-- Provided text follows --

The American Airlines flight attendants union is in contract negotiations and is proposing to make schedules and quality of life worse for all crewmembers hired after the contract is signed.
If adopted, the union’s proposal would require new employees to sit on ‘standby’ to pick up trips for three years, effectively making them work in service of better schedules for all existing flight attendants. Notably this change would not apply to any flight attendant already hired by the airline and in their first three years of employment.
- Working ‘reserve’ means there are specific days and times you’re scheduled to be ‘on call’ for the month. You can get a call and have to acknowledge it right away, head straight to the airport.
You have to be available at all of your scheduled times, maybe starting at 4 a.m. You may sit at home, be out and about, and have to head into the airport to travel – or not. (You may also be told ahead of time that on some of your reserve days you’ll actually travel.)
- You may wind up traveling to different cities as a complete surprise. you don’t know where you’ll be sleeping on a given night. Or you may wake up in the middle of the night and wait, only to do nothing.
Flight attendants at American work ‘rotating reserve’ meaning that they get assigned to reserve rather than scheduled for duty in advance even as they gain seniority. Crew based in certain cities have continued to be scheduled for reserve even with 30 years on the job.
Most airlines schedule ‘straight reserve’ meaning crew spend their first few years without set trips schedules, and as they gain seniority they no longer have to work reserve at all.
Naturally, senior crewmembers prefer this, and have been pushing for their union to change the reserve method as part of contract negotiations. But junior crew don’t want this changed, since the current method means they aren’t always and only scheduled for reserve duty.
The union has updated members with is proposal to the company for a Rube Goldberg scheme to try to make everybody happy.
- Straight reserve for flight attendants who haven’t been hired yet, for their first three years, followed by rotating reserve schedules.
- This wouldn’t place anyone currently in the union on straight reserve, even if they’re in their first three years of employment
- And as long as American keeps hiring flight attendants, it would dramatically reduce the amount of time more senior crew have to work reserve (at the expense of the schedules new hires work, making the job less attractive for anyone applying in the future).

-- Provided text concluded --
-- Data under study follows --

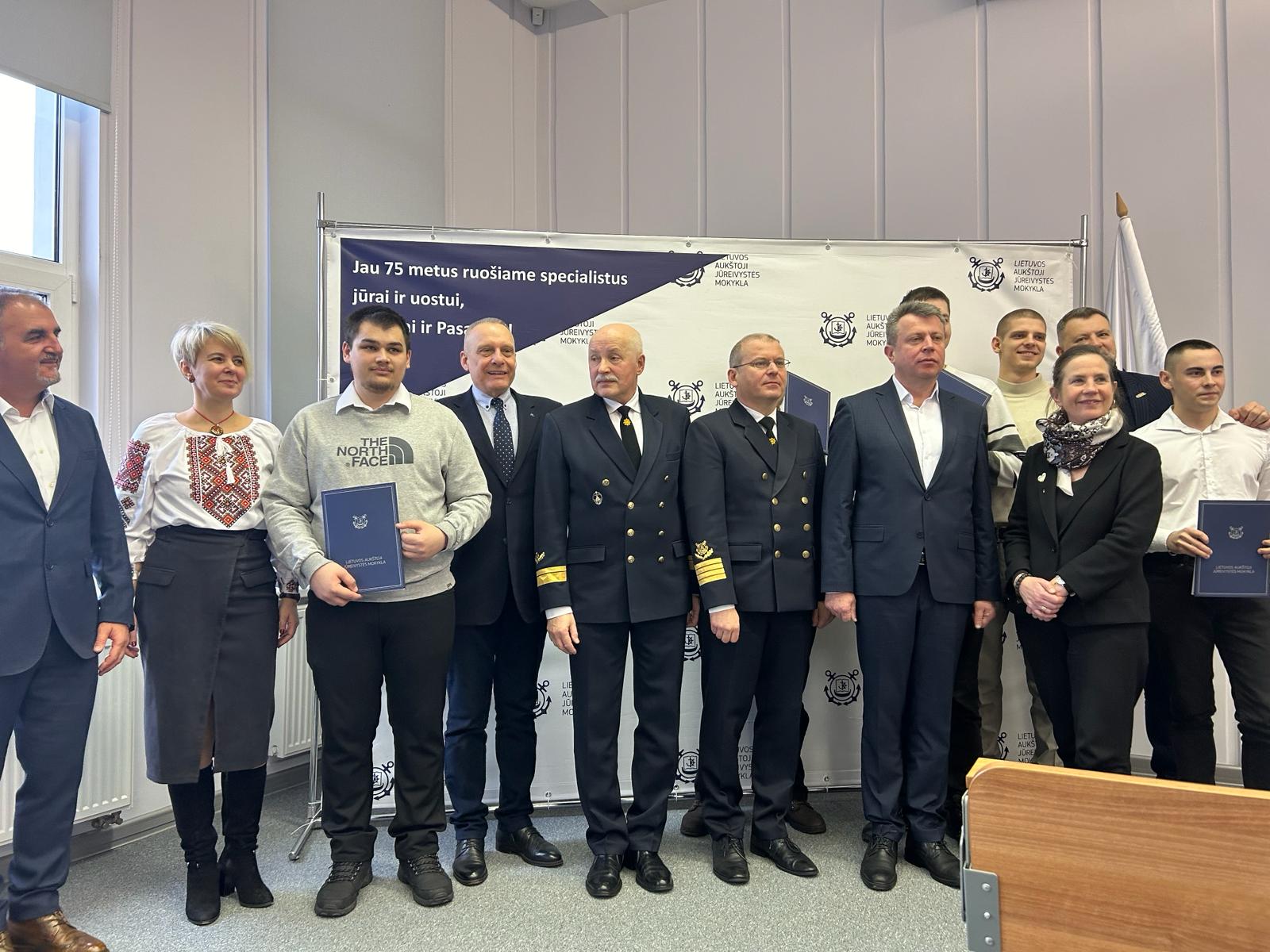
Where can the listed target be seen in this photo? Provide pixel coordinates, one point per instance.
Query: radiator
(107, 784)
(292, 698)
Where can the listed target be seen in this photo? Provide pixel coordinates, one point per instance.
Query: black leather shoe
(605, 877)
(469, 863)
(878, 867)
(427, 880)
(729, 861)
(694, 822)
(937, 860)
(530, 846)
(338, 895)
(651, 873)
(785, 854)
(804, 818)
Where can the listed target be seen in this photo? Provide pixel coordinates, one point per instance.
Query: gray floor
(133, 898)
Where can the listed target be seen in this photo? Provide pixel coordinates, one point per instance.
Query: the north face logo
(378, 451)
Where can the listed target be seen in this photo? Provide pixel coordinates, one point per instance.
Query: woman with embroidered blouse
(213, 609)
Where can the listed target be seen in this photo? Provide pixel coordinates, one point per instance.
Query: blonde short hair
(190, 340)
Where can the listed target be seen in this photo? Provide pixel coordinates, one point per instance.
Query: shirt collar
(483, 399)
(1168, 420)
(44, 401)
(906, 397)
(349, 397)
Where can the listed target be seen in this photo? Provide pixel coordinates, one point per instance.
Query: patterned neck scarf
(1072, 446)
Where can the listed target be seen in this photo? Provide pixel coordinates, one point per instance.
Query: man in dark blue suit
(613, 566)
(752, 480)
(908, 555)
(1143, 399)
(63, 531)
(498, 625)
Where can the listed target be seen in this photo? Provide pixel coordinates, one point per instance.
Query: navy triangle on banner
(442, 287)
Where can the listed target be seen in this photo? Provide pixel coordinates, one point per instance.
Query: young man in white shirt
(1206, 455)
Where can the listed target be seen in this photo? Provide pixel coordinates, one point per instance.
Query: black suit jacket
(879, 517)
(502, 552)
(753, 511)
(611, 539)
(1098, 546)
(1142, 397)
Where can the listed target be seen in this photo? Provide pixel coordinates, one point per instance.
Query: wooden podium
(1075, 861)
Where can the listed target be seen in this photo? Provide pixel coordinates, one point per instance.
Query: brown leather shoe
(51, 933)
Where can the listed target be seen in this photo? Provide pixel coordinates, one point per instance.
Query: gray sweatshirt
(410, 441)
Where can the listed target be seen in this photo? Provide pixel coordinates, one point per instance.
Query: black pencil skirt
(207, 622)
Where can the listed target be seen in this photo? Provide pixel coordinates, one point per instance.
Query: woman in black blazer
(1085, 511)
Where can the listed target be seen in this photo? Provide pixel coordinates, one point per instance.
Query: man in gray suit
(908, 555)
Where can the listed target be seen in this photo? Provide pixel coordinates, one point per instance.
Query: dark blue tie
(505, 451)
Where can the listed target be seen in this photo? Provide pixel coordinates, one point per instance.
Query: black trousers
(48, 708)
(1184, 631)
(908, 649)
(502, 658)
(598, 670)
(766, 666)
(355, 651)
(1089, 677)
(965, 727)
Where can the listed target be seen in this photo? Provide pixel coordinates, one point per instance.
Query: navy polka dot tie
(505, 451)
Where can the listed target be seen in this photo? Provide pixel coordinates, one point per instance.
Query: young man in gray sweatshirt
(379, 432)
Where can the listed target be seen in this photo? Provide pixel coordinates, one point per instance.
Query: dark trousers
(1184, 631)
(908, 651)
(965, 727)
(1090, 677)
(502, 658)
(355, 651)
(766, 666)
(598, 670)
(48, 708)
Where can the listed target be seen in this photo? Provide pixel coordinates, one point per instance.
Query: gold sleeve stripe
(710, 570)
(552, 574)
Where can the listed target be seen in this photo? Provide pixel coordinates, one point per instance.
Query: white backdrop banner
(690, 300)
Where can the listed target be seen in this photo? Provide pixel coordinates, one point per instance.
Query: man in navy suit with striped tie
(499, 631)
(63, 532)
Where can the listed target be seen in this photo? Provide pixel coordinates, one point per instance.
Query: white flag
(1132, 310)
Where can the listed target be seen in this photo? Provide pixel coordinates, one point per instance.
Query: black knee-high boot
(194, 808)
(241, 795)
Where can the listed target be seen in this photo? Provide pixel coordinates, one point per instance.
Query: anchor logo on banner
(842, 689)
(987, 274)
(838, 332)
(544, 702)
(689, 397)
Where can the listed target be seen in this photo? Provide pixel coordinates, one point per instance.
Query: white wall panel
(746, 135)
(933, 141)
(835, 121)
(1159, 145)
(666, 145)
(590, 126)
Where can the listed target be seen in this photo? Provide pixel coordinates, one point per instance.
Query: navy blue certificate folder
(1235, 530)
(360, 524)
(952, 384)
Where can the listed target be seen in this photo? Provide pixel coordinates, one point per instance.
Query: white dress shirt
(1223, 461)
(37, 440)
(926, 425)
(487, 416)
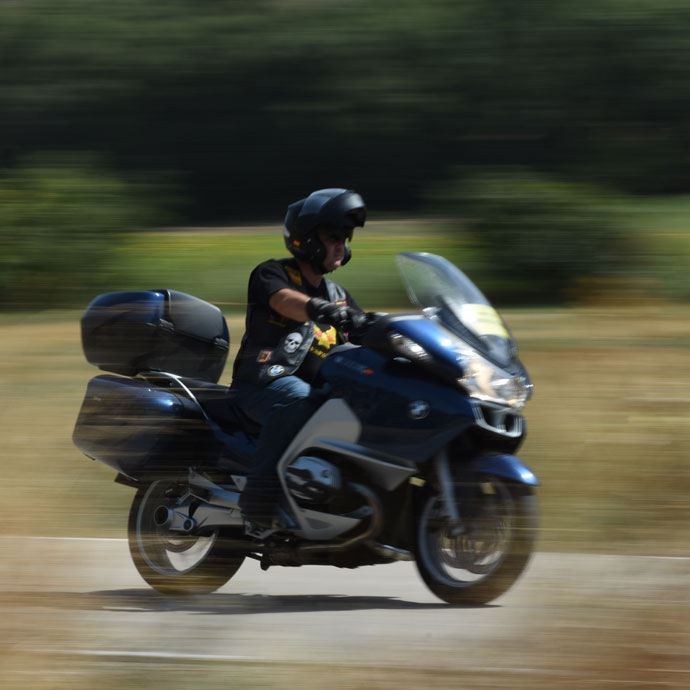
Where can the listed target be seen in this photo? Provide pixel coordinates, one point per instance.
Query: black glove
(339, 315)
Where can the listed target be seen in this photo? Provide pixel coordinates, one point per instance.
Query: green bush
(59, 224)
(535, 239)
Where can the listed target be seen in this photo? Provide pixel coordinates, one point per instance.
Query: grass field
(609, 428)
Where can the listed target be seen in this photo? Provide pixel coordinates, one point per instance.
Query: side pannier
(155, 330)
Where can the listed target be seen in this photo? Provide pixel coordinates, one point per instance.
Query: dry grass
(609, 429)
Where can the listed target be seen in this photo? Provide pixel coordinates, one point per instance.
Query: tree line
(226, 110)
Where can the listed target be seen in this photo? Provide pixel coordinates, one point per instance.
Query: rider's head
(325, 216)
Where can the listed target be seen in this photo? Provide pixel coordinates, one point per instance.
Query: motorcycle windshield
(446, 295)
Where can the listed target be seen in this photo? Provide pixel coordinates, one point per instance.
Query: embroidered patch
(294, 275)
(292, 342)
(264, 356)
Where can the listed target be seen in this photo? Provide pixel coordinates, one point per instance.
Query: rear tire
(487, 557)
(176, 563)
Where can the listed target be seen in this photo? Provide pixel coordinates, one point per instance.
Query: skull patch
(292, 342)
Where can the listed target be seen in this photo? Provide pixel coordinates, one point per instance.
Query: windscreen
(446, 295)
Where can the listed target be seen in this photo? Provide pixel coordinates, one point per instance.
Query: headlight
(485, 381)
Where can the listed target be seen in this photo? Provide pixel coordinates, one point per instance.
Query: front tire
(176, 563)
(479, 561)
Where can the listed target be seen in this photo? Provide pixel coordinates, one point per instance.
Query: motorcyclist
(294, 317)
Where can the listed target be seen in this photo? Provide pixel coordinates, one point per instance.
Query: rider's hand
(339, 315)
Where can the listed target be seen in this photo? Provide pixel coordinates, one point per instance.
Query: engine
(312, 480)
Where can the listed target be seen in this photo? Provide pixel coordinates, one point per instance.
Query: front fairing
(461, 330)
(449, 298)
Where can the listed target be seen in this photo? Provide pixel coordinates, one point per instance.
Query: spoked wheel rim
(463, 556)
(165, 551)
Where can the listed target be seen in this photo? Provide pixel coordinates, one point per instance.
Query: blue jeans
(282, 408)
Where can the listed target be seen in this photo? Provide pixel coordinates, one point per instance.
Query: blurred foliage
(254, 102)
(60, 222)
(536, 239)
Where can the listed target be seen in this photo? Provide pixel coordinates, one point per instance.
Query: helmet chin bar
(320, 269)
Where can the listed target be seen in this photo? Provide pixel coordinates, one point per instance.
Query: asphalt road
(75, 613)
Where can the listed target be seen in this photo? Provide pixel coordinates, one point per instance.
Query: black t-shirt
(272, 276)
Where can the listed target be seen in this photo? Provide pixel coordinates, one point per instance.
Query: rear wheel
(175, 562)
(478, 560)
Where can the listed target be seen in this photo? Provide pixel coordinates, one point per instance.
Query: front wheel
(173, 562)
(478, 560)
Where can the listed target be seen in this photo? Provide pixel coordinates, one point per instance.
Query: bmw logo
(418, 409)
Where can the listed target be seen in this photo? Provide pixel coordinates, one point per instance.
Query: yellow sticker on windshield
(483, 320)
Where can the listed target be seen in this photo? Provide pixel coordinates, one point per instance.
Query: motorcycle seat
(218, 403)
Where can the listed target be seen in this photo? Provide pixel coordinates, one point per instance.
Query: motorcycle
(410, 457)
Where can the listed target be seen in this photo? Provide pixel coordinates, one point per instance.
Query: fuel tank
(403, 411)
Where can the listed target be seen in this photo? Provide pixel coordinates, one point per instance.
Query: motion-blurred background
(542, 146)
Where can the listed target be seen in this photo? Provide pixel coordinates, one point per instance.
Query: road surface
(76, 614)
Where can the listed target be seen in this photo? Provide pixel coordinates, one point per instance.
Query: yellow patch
(325, 339)
(483, 320)
(294, 275)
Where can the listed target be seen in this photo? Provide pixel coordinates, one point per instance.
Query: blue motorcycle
(410, 456)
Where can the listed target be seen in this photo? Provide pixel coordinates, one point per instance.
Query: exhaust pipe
(175, 521)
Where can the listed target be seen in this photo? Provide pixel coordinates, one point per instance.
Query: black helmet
(325, 209)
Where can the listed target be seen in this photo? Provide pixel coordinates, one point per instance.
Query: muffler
(168, 518)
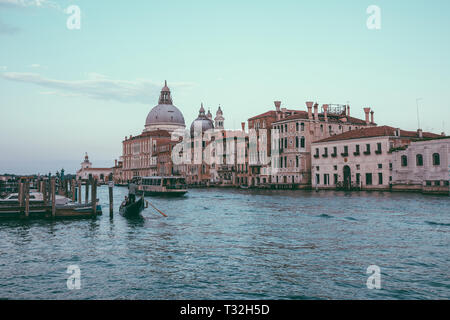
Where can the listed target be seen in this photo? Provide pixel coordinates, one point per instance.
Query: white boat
(162, 186)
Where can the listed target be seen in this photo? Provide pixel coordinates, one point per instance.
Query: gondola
(133, 209)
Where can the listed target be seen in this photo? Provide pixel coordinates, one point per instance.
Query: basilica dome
(164, 116)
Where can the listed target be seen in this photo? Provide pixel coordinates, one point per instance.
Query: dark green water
(237, 244)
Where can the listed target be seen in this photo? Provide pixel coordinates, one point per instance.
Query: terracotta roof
(376, 132)
(271, 113)
(331, 118)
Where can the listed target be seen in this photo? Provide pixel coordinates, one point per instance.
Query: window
(419, 160)
(404, 161)
(378, 148)
(436, 159)
(367, 149)
(368, 179)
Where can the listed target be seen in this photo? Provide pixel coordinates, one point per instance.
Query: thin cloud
(7, 29)
(97, 86)
(28, 4)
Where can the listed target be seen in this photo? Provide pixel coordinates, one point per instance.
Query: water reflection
(237, 244)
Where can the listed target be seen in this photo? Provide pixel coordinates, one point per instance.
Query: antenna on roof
(418, 119)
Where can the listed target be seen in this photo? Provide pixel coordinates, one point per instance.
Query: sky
(64, 92)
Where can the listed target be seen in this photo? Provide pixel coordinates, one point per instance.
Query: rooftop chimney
(420, 133)
(277, 105)
(367, 111)
(309, 106)
(325, 112)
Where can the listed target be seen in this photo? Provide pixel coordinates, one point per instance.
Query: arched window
(419, 160)
(436, 159)
(404, 161)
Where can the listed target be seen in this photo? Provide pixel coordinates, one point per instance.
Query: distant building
(87, 172)
(139, 154)
(422, 166)
(359, 158)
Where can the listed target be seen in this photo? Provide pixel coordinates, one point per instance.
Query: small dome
(165, 114)
(202, 122)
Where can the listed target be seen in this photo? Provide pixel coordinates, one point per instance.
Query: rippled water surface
(237, 244)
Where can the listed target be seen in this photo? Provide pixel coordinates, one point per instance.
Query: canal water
(237, 244)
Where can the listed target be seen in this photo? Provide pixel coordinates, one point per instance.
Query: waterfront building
(290, 150)
(87, 172)
(197, 170)
(118, 171)
(360, 158)
(259, 170)
(139, 152)
(422, 166)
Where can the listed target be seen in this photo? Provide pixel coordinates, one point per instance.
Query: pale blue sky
(64, 92)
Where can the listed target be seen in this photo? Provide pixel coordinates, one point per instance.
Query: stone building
(289, 151)
(422, 166)
(139, 152)
(359, 159)
(87, 172)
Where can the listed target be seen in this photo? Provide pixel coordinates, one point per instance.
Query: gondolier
(132, 192)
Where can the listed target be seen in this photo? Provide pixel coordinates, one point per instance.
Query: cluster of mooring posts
(44, 203)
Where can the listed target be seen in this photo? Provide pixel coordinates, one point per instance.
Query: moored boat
(172, 186)
(132, 209)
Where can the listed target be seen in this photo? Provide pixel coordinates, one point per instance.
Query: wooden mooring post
(53, 192)
(94, 197)
(27, 198)
(111, 200)
(73, 190)
(79, 191)
(21, 192)
(86, 191)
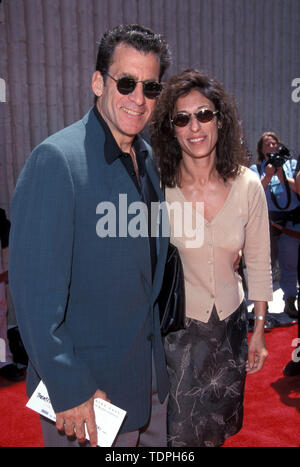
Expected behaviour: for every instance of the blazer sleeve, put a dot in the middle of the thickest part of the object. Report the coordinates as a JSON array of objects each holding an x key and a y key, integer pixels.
[{"x": 41, "y": 241}]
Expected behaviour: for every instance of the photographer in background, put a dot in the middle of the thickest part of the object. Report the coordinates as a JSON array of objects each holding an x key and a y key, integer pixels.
[{"x": 276, "y": 169}]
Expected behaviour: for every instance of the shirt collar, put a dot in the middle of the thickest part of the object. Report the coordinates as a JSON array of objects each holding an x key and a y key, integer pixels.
[{"x": 111, "y": 148}]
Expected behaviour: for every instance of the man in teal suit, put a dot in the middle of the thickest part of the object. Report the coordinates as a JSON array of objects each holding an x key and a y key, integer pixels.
[{"x": 84, "y": 289}]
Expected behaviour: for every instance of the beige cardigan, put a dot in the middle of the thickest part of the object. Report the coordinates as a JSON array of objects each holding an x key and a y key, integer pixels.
[{"x": 241, "y": 224}]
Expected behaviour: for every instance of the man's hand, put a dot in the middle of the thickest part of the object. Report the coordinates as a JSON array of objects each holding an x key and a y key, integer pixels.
[{"x": 72, "y": 421}]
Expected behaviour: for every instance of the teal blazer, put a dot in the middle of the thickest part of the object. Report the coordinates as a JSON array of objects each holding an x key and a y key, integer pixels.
[{"x": 85, "y": 305}]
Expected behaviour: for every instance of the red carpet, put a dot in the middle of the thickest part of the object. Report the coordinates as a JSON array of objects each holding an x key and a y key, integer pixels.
[{"x": 272, "y": 404}]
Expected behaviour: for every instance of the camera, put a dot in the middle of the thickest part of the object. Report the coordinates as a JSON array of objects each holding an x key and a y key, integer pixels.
[{"x": 277, "y": 159}]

-- Data under study concluded --

**Exercises**
1) For each statement about the reserve scheduling article, answer yes or no, quoting the exact words that decide it. (a) Under the union's proposal, flight attendants already hired and in their first three years would move to straight reserve. (b) Most airlines use straight reserve. (c) Junior crew want the reserve method changed.
2) Output the passage of the reserve scheduling article starting at "You have to" and ending at "you’ll actually travel.)".
None of the work here requires the entries.

**Solutions to the tasks**
1)
(a) No: "Notably this change would not apply to any flight attendant already hired by the airline and in their first three years of employment."
(b) Yes: "Most airlines schedule ‘straight reserve’"
(c) No: "But junior crew don’t want this changed"

2)
You have to be available at all of your scheduled times, maybe starting at 4 a.m. You may sit at home, be out and about, and have to head into the airport to travel – or not. (You may also be told ahead of time that on some of your reserve days you’ll actually travel.)